-------- DATA FOR THIS EXERCISE --------

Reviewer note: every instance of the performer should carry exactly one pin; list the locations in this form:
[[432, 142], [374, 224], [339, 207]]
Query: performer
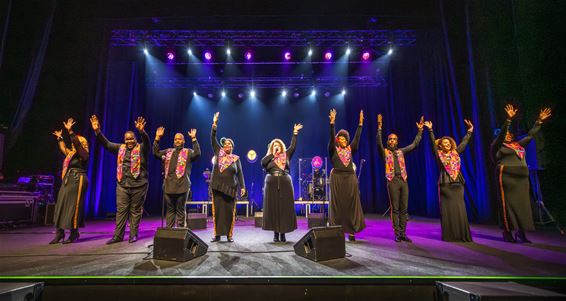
[[278, 195], [131, 177], [453, 217], [345, 205], [513, 177], [176, 184], [69, 209], [396, 175], [227, 175]]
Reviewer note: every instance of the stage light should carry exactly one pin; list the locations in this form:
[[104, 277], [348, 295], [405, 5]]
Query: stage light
[[248, 55]]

--------

DIRECTIONS FOR THIS TASK: Rewrite every line of the items above, requests included, shifting each coordinate in the answers up by 12 but leaving the sample coordinates in the requests untouched. Leave the pictures out.

IN RESPONSE:
Reviewer note: every instance of the performer should carry exactly one pin; list the locations in this form:
[[432, 142], [374, 224], [339, 207]]
Query: performer
[[290, 207], [143, 189], [465, 229], [357, 217], [525, 189], [188, 196], [81, 221], [408, 187], [239, 187]]
Reviewer note: every instance of the stage light should carry exactly one pin; list the locations in this form:
[[104, 277], [348, 295], [405, 5]]
Query: stage light
[[260, 67]]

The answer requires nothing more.